**WHAT THIS TASK INVOLVES:** Write out the part of the article about the Toronto charity concert that runs from "The outdoor event" to "in Port-au-Prince, Haiti.", keeping every word unchanged.

During the 2011 Toronto International Film Festival (TIFF), when rock band Pearl Jam was in the city to support the documentary Pearl Jam Twenty and to perform a sold-out concert at the Air Canada Centre (ACC), front man Eddie Vedder also performed at a charity fundraising event at a private residence, where NanoLumens’ flexible digital signage technology also took centre stage.
A 2.8-m (112-in.) NanoFlex light-emitting diode (LED) display was hung from the Toronto house’s balcony, as part of the event organizers’ efforts to turn the backyard into a temporary concert venue. The waterproof screen was provided by Canadian distributor APG Displays.
“There’s a reason most concerts take place at night” says David Weatherhead, APG’s vice-president (VP). “Stage lights and video displays are easiest to see in the dark. For a midday concert where video is shown in direct sunlight, the display has to be exceptionally bright for people to see it. The NanoFlex display excelled in this regard.”
The outdoor event drew more than 250 guests and raised more than $600,000 for Artists for Peace and Justice (APJ), a celebrity-backed organization established in 2009, which used the funds to help open a new building for the Academy for Peace and Justice, the first free secondary school serving very poor students in Port-au-Prince, Haiti.
“When APJ told us what they wanted to do, we decided to lend a hand to the cause and provide the NanoFlex display for the four-hour event,” says Weatherhead. “We were able to hang the screen right over the back porch of the house in less than an hour because it’s so light. I wouldn’t be comfortable doing that with any other display.”

**Segmentation mask data:**
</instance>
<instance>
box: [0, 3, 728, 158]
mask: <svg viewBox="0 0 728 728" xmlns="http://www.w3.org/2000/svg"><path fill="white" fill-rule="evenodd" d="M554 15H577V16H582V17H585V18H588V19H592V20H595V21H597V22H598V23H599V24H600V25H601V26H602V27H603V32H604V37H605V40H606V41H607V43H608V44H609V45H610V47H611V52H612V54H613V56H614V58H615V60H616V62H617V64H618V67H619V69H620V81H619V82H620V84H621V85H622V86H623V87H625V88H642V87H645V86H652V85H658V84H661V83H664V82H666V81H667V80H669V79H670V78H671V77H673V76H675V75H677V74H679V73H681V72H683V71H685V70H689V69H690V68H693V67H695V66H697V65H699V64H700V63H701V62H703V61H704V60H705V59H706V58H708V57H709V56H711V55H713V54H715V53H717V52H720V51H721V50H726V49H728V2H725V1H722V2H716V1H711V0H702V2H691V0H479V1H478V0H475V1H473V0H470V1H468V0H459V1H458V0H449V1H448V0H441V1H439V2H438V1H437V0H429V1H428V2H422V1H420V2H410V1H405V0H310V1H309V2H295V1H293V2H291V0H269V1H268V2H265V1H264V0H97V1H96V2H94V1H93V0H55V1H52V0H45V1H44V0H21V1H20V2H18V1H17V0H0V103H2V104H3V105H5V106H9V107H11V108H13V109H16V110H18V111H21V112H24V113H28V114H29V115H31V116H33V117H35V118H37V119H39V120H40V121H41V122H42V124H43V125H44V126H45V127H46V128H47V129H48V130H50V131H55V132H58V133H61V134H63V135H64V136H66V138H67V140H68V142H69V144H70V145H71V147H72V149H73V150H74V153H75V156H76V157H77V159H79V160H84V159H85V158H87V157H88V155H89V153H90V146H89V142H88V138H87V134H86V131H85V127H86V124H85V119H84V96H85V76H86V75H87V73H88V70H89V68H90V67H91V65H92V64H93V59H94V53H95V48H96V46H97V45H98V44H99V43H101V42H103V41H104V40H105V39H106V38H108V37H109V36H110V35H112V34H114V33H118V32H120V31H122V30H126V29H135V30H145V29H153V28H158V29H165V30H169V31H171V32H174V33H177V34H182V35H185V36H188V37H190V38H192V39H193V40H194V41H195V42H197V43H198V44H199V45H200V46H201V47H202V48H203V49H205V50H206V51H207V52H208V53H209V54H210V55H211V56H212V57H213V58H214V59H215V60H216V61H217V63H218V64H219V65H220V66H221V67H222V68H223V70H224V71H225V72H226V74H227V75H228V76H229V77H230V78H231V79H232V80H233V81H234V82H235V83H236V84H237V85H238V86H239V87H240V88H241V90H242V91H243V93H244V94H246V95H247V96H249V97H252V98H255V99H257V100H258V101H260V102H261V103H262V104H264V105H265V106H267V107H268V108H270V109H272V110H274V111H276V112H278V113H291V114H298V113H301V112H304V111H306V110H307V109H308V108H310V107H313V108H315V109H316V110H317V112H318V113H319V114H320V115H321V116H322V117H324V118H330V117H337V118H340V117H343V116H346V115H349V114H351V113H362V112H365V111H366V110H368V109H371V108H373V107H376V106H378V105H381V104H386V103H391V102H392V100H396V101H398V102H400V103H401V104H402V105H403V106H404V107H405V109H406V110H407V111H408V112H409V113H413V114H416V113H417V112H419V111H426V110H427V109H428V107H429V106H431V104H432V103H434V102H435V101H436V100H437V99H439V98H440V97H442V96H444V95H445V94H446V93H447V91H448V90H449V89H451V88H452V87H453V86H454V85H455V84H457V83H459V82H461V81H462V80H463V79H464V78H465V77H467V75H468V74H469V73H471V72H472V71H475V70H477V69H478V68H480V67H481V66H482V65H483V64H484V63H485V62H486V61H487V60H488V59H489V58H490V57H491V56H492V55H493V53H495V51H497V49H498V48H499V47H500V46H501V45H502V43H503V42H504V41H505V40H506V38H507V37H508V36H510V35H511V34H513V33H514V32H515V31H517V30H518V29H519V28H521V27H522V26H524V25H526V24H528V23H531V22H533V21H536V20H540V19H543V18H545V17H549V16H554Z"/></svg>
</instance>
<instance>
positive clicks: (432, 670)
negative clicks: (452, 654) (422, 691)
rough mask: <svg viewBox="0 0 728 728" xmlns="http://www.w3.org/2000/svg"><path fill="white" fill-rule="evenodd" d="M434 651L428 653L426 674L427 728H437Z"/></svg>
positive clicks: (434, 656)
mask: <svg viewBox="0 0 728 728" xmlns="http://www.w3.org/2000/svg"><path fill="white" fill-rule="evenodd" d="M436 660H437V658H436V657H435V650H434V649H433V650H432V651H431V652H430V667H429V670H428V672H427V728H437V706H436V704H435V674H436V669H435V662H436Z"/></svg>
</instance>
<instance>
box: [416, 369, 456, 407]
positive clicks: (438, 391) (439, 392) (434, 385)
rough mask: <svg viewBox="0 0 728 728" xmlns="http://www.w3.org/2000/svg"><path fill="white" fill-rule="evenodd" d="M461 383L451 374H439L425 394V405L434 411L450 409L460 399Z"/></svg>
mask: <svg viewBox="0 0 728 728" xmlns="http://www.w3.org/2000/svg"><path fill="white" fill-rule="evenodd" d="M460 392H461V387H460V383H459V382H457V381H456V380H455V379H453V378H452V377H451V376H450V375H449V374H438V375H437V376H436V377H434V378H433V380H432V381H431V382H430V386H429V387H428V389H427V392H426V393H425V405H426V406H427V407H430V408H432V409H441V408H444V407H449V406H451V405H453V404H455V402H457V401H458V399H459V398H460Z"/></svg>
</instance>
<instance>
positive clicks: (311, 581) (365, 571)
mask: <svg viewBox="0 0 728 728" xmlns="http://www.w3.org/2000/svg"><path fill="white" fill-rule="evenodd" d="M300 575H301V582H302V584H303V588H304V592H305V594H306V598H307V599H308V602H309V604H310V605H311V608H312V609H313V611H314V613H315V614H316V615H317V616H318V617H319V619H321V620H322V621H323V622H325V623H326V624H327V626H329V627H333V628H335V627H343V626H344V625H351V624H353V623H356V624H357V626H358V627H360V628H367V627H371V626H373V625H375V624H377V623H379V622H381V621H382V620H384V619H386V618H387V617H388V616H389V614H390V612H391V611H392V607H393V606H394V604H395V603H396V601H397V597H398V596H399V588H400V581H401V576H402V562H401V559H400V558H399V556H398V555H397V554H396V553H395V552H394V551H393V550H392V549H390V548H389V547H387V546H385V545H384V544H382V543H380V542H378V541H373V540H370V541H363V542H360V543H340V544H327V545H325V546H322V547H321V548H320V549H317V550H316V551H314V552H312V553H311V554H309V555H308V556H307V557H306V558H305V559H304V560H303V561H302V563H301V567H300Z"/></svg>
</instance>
--
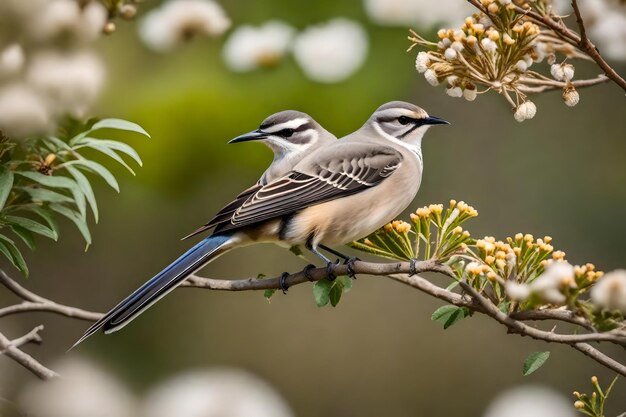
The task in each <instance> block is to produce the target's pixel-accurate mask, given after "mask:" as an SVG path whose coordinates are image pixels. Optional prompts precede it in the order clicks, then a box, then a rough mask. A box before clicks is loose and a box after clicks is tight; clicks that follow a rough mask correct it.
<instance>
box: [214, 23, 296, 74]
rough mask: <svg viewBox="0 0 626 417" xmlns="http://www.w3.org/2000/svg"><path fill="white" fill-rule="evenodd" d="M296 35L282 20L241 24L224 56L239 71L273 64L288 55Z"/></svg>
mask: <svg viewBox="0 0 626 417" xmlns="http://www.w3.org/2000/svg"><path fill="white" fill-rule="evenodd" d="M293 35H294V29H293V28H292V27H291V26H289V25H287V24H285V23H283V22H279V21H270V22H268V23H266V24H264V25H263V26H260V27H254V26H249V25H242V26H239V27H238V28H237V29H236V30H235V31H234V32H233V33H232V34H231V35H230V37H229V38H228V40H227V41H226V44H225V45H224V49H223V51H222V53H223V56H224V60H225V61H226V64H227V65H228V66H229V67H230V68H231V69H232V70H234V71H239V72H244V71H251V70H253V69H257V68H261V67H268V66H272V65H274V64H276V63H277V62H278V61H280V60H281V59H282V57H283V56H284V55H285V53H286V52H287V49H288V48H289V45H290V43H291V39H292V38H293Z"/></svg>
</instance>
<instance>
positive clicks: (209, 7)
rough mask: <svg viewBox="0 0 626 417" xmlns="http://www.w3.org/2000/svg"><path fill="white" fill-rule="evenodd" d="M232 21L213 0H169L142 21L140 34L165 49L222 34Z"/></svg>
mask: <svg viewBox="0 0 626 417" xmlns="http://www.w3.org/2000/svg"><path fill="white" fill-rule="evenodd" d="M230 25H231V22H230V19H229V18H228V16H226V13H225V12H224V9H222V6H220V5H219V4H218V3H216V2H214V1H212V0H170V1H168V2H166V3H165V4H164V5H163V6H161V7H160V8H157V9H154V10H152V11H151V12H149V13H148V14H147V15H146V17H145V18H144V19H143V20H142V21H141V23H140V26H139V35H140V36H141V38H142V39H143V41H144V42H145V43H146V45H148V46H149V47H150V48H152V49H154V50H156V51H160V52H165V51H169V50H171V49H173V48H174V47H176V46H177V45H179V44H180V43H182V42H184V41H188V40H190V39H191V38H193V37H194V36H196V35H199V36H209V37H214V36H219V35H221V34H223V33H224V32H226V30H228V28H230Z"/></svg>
...
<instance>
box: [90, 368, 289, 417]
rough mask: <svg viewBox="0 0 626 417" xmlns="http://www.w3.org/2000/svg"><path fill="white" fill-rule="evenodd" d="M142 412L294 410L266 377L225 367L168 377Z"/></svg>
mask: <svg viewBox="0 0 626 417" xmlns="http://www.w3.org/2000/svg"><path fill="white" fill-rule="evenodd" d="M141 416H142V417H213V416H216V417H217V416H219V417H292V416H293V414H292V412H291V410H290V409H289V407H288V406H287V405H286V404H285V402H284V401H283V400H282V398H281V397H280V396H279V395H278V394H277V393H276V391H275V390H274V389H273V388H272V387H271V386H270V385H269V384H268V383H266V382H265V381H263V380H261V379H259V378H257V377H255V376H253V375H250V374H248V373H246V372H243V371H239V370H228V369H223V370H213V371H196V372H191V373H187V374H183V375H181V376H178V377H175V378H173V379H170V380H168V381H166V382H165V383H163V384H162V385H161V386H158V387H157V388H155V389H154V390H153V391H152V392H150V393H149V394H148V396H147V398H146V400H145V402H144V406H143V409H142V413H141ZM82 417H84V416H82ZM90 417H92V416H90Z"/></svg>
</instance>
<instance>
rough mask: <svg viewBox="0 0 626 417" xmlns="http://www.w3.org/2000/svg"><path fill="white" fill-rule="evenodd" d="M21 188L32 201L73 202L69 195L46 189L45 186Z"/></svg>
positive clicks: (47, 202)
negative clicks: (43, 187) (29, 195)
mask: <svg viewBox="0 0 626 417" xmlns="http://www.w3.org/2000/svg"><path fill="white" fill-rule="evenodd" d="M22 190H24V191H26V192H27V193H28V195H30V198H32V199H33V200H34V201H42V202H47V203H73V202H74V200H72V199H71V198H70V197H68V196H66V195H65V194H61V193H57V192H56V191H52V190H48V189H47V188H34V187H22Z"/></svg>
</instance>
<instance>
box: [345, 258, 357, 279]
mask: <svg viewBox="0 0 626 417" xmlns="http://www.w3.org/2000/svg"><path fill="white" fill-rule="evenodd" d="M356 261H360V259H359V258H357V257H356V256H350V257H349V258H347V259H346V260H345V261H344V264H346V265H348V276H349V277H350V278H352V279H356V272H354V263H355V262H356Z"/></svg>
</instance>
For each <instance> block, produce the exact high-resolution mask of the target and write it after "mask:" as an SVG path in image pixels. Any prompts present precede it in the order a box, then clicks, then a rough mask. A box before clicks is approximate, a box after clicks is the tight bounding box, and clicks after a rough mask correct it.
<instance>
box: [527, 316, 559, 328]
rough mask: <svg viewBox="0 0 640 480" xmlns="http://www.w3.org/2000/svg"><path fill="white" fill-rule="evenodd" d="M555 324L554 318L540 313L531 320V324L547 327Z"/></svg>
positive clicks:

**FINISHED TASK:**
The outdoor event drew more than 250 guests and raised more than $600,000 for Artists for Peace and Justice (APJ), a celebrity-backed organization established in 2009, which used the funds to help open a new building for the Academy for Peace and Justice, the first free secondary school serving very poor students in Port-au-Prince, Haiti.